-- start Dataset --
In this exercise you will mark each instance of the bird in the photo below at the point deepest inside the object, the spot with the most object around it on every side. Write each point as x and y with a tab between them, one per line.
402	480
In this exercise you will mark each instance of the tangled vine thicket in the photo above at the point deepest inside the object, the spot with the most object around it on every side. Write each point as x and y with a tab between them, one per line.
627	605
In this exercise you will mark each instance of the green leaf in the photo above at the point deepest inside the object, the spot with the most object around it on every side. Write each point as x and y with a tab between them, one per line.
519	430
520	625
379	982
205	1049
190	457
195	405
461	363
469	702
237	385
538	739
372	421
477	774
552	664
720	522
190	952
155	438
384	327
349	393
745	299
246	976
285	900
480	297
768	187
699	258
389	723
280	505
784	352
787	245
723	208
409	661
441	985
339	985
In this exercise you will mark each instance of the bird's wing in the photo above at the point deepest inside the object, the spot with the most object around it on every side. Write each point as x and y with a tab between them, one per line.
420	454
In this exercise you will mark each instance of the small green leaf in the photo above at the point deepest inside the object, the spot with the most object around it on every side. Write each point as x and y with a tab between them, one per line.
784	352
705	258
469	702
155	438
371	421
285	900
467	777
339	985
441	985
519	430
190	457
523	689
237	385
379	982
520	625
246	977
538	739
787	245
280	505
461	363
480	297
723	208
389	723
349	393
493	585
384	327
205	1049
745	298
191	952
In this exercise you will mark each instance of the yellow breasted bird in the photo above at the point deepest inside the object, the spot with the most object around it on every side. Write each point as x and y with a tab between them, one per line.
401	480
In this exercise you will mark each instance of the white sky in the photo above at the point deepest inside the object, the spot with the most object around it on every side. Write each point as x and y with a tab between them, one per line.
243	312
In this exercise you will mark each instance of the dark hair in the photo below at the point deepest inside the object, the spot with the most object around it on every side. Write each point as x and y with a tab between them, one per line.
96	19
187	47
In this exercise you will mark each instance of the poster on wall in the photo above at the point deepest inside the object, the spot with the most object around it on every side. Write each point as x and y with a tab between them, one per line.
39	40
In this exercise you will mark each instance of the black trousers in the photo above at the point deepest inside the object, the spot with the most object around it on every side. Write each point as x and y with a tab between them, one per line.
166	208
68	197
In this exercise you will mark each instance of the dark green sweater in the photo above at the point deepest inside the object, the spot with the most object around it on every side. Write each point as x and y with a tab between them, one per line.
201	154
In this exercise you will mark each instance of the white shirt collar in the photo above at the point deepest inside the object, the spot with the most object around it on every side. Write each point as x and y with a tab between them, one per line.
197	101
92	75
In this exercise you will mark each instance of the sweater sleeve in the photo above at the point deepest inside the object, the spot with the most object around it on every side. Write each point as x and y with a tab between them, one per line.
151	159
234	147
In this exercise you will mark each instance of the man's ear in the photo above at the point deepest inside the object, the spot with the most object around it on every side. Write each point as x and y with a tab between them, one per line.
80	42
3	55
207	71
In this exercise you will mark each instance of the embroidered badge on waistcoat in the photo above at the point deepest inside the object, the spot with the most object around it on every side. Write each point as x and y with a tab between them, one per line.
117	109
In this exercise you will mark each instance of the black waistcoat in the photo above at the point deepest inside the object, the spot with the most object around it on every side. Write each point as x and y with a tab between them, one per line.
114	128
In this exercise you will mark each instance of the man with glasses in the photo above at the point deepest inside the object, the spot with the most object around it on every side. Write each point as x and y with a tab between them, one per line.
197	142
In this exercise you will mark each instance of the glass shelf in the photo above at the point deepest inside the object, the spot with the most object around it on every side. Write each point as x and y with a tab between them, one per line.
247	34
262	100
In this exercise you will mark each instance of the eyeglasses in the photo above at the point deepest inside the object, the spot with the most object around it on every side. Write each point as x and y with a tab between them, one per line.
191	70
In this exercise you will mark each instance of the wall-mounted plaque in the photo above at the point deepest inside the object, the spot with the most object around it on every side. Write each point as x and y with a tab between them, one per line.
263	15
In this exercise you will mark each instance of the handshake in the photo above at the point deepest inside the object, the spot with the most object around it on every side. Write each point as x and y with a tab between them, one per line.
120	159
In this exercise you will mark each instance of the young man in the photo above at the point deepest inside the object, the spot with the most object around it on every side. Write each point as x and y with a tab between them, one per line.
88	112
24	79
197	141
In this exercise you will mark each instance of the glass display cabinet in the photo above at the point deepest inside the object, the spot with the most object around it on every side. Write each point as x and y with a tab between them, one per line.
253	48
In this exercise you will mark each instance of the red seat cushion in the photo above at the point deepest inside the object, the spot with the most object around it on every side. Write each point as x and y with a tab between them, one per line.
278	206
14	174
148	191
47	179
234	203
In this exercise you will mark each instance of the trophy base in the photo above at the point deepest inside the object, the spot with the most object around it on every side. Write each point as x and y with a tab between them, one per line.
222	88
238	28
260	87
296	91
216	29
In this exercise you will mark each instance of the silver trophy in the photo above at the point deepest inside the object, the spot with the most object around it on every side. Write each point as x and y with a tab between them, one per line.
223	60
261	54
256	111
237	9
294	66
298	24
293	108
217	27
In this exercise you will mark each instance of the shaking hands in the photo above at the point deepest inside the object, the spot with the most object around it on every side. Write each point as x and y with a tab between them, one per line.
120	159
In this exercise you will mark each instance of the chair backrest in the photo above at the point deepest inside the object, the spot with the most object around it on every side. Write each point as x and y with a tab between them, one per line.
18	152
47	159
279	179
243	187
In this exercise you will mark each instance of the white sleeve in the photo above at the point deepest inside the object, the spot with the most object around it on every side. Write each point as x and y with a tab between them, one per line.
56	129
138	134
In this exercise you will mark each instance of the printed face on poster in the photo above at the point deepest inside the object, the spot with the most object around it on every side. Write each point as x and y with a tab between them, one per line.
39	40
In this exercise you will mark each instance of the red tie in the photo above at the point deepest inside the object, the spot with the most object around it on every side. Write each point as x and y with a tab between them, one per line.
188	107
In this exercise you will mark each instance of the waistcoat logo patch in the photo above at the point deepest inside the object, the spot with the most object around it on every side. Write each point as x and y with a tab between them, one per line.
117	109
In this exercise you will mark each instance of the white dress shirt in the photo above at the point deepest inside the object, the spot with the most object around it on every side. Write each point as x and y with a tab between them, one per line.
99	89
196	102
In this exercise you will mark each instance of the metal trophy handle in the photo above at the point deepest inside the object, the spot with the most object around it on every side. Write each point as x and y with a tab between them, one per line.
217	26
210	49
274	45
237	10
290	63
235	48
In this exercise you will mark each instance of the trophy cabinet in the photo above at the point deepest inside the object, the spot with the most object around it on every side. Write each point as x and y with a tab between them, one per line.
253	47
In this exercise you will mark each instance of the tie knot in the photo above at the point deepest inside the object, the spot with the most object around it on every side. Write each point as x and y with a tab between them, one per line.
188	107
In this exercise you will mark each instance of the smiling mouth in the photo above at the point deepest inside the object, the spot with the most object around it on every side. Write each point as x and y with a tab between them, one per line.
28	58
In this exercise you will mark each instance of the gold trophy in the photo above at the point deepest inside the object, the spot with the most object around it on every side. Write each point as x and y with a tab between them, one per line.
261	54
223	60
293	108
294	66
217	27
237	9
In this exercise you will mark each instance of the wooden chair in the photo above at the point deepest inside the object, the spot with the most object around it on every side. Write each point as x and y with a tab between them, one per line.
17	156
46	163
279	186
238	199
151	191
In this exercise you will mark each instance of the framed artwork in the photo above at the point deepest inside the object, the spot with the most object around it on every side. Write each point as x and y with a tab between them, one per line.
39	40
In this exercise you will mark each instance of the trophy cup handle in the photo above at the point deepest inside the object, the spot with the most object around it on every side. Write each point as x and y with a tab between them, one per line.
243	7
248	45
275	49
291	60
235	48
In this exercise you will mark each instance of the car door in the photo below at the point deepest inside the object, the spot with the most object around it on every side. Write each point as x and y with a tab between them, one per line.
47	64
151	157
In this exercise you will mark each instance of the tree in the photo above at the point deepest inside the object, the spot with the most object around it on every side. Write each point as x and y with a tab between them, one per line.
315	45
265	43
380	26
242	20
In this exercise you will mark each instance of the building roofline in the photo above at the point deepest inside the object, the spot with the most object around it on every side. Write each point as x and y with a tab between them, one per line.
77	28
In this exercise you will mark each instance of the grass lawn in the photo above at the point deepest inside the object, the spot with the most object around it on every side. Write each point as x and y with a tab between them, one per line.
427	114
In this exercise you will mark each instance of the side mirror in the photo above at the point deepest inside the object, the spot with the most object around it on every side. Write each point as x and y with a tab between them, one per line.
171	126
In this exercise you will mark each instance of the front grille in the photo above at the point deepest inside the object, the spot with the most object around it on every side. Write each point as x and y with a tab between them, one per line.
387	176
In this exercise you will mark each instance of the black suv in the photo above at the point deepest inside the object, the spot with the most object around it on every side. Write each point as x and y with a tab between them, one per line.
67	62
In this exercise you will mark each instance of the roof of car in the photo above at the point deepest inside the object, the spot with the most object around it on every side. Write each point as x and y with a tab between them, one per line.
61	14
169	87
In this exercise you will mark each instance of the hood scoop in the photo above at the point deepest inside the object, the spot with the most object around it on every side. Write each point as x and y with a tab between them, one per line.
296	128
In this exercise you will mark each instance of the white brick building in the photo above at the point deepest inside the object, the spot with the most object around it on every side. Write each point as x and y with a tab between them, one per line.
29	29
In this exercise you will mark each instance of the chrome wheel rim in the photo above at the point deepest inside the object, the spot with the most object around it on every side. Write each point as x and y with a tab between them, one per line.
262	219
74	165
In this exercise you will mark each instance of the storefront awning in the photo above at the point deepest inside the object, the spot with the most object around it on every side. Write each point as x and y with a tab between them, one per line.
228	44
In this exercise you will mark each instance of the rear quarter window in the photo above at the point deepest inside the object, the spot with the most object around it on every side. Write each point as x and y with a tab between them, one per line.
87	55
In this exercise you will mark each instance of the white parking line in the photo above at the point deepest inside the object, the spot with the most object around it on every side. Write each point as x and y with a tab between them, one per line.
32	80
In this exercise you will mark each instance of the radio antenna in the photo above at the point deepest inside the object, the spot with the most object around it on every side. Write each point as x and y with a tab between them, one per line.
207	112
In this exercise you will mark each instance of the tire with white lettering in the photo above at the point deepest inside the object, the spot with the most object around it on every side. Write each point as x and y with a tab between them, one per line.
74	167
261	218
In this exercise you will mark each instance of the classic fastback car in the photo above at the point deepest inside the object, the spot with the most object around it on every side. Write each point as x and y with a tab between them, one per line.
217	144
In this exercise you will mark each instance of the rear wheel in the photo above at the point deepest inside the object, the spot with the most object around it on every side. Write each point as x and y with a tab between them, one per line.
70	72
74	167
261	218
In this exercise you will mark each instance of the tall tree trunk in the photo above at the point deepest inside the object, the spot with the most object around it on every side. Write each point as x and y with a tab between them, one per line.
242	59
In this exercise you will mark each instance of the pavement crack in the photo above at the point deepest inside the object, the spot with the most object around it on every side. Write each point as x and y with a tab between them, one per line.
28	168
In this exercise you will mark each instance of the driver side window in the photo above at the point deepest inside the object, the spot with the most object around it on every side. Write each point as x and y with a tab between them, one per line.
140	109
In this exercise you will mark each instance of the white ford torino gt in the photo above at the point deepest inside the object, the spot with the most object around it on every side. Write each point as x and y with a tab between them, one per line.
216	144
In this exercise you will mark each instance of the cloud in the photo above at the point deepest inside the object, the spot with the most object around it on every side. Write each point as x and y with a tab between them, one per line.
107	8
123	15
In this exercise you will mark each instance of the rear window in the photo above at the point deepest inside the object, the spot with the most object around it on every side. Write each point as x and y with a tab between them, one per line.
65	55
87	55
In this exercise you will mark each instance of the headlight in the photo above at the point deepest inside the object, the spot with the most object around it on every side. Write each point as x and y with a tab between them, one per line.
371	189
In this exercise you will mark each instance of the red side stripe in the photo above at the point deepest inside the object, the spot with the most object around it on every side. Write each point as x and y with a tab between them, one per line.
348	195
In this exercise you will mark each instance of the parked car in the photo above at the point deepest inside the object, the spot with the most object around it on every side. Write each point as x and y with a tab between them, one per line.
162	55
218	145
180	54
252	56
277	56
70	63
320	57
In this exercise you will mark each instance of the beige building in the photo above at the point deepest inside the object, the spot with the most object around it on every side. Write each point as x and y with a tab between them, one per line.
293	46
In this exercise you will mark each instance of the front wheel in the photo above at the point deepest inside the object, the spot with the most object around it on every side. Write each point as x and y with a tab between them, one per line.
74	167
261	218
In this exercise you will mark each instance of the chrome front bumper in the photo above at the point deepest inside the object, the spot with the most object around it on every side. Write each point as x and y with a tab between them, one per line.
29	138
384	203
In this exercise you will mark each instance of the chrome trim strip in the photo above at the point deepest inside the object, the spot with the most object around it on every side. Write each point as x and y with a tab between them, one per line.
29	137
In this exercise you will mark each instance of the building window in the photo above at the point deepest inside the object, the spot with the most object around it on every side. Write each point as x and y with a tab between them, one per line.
-- end Dataset --
▸ **Work to be completed**:
Reproduce nothing but the lines from the line containing "the front wheel" to the last line of the data, each exactly as written.

▸ **Exercise result**:
In this exercise you will mark each instance of the front wheel in the photo above at the point deepest inside the object, the spot with the most object around it on every side. Write each point as x and y with a tab between them, one per line.
74	167
261	218
In this exercise you will mark each instance of the chrome front bumper in the photo above at the point deepest inside the object, the spot with the most object around it on every side. Write each point as x and y with a tab between them, one per line.
29	138
384	203
In this exercise you will mark each instance of the chrome trim strip in the photo above at the point deepest inside the object, the spot with the most object around it on every side. Write each point as x and y with a tab between them, one per line.
29	137
In this exercise you will mark each instance of the building window in the photo above at the point deepest inside the object, the spot with the most object around it on every side. Write each point as x and y with a tab between them, one per line.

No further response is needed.